SOURCE TEXT:
● ● ● ● ●

Police and security guards are highly visible, though deployment is down from a surge during the Christmas shopping season. Retailers say they’ve been heartened by the appearance of officers doing patrols on foot.
Union Square houses the San Francisco Police Department’s only Mobile Command Center, a vehicle that is specifically meant to deter flash mob-style thefts from happening.
Behind closed doors, there is grumbling from tenants around Union Square about shoplifting, homelessness and dealing with people in the throes of mental health crises. And while many of the larger merchants can weather the ups and downs of a muted economic recovery, smaller businesses are often left behind.
The owner of Spectacles of Union Square, who said he didn’t want to be named, peeked his head out of his door.
“How do you think I fucking feel? I own a small business in San Francisco,” he said when asked about the current situation. “I have to keep my door locked during business hours.”
On the far end of Maiden Lane, Iron Horse Cocktails caps an alley marked by vacant storefronts. Only a few high-end boutiques remain, many of which are open by appointment only.
Angela Voloshyna, the bar’s owner, opened Iron Horse in 2017 and said business boomed for a while: A regular clientele of office workers was bolstered by shoppers patronizing other stores nearby. But the pandemic hit, and Voloshyna was forced to close two of her four bars in the city.
Now with business back to around 70% of pre-pandemic revenue, she considers herself fortunate. She said she’s appreciative of the community ambassadors who greet visitors and monitor the crowd, and the cleaning and other services provided by the Union Square Alliance, but the problems being faced by the city go far beyond what one group can contend with.
“I think they do everything in their power, but the government of the city needs to do some work as well,” Voloshyna said. “It feels like a Band-Aid on a big wound.”
Reshaping the Square
In the post-pandemic haze, it’s easy to forget that a larger conversation about the transformation of Union Square was already taking place before the pandemic.
Sales growth had started to stall, retail vacancies had started to creep up, and the same conversations about e-commerce eating into brick-and-mortar sales were taking place.
Rodriguez said the crisis in San Francisco’s Downtown allowed the Union Square Alliance to lobby for planning code changes to “right-size” the amount of retail space in the neighborhood that she says were long overdue.
“Pre-pandemic, we started seeing signs that the country was overbuilt for retail,” Rodriguez said. “I think it is clear that we had room to be other things, as well as retail.”
Legislation co-sponsored by the mayor and Board of Supervisors President Aaron Peskin put forward zoning changes to allow for more flexibility and uses in Union Square.
Among other changes, their proposal opens up residential and office uses for floors above ground level. It also expands the definition of ground-floor retail to allow more tenants, such as entertainment businesses and flexible retail workspaces, to move in. The alliance’s strategic plan also includes the use of alleys for entertainment and programs, sanitation and safety improvements and investment in the expansion of luxury retail.

● ● ● ● ●

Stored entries
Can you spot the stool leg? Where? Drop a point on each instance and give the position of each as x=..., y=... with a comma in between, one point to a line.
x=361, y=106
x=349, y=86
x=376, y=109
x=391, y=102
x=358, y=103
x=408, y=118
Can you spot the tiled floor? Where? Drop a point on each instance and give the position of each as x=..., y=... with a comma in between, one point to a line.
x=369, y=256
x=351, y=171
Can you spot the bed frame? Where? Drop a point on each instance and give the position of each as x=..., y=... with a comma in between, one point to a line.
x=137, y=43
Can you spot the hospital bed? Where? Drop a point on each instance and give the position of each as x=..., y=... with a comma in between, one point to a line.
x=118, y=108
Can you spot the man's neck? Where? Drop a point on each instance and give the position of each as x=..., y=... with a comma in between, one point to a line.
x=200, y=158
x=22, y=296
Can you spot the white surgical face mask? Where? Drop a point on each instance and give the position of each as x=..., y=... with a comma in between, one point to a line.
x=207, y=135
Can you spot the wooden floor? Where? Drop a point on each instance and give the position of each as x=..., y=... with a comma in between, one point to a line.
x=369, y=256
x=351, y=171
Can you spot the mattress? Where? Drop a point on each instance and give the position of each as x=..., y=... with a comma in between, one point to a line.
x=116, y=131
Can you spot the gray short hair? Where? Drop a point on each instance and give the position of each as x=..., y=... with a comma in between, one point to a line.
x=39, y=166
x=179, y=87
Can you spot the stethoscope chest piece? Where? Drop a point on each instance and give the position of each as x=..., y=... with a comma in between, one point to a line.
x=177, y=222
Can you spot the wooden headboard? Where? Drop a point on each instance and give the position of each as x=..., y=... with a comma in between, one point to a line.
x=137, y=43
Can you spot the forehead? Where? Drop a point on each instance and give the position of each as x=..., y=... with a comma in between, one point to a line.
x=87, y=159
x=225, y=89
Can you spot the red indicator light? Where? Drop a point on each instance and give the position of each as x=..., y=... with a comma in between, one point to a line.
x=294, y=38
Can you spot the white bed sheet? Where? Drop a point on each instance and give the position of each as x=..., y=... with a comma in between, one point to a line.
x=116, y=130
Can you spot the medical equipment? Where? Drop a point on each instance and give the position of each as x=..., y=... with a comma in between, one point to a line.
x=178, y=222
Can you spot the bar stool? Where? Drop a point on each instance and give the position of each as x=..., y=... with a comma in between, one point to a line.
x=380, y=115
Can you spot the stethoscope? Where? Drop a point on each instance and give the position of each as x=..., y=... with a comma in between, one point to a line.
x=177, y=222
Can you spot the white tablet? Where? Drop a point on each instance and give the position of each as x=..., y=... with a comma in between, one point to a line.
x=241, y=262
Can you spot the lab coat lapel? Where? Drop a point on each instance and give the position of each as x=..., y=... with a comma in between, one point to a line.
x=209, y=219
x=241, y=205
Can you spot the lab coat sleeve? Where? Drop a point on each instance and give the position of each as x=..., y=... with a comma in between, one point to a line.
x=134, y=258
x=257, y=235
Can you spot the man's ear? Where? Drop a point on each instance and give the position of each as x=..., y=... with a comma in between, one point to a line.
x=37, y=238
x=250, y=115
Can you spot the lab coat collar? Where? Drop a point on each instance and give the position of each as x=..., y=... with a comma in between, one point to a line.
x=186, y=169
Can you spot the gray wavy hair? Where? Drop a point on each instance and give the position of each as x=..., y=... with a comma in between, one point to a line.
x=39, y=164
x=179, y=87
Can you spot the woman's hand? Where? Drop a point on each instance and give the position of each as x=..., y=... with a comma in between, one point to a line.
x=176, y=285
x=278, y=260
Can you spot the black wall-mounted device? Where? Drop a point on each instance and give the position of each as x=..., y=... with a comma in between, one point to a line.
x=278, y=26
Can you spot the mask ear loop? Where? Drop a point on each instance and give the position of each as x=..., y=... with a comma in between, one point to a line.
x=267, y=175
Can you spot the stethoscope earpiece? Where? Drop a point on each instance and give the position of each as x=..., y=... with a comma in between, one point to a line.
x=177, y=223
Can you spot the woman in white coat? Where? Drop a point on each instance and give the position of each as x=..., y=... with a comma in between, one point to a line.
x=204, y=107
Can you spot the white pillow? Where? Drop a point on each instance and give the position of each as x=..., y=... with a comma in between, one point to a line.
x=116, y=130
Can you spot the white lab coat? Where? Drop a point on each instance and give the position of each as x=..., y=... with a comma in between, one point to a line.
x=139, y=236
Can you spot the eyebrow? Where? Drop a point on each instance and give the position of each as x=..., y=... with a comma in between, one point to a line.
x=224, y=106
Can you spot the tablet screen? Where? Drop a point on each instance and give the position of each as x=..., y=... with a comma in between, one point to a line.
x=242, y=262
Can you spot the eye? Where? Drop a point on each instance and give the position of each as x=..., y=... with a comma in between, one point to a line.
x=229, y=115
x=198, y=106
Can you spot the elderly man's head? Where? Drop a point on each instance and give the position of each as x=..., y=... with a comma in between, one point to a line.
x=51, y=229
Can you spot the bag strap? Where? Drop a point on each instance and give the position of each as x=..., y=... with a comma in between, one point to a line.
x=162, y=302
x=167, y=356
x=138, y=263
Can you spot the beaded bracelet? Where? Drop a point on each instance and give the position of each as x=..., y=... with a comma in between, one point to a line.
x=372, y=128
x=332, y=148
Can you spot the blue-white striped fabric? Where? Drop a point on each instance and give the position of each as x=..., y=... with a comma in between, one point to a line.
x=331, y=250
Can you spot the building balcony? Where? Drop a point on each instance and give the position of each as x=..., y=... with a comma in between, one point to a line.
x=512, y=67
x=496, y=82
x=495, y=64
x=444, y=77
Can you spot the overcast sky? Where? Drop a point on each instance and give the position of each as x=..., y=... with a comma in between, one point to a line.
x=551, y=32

● ● ● ● ●

REQUIRED ACTION: Reproduce word for word the section of the Union Square passage that begins with the words containing "Sales growth had" and ends with "in Union Square.".

YOUR SOLUTION:
Sales growth had started to stall, retail vacancies had started to creep up, and the same conversations about e-commerce eating into brick-and-mortar sales were taking place.
Rodriguez said the crisis in San Francisco’s Downtown allowed the Union Square Alliance to lobby for planning code changes to “right-size” the amount of retail space in the neighborhood that she says were long overdue.
“Pre-pandemic, we started seeing signs that the country was overbuilt for retail,” Rodriguez said. “I think it is clear that we had room to be other things, as well as retail.”
Legislation co-sponsored by the mayor and Board of Supervisors President Aaron Peskin put forward zoning changes to allow for more flexibility and uses in Union Square.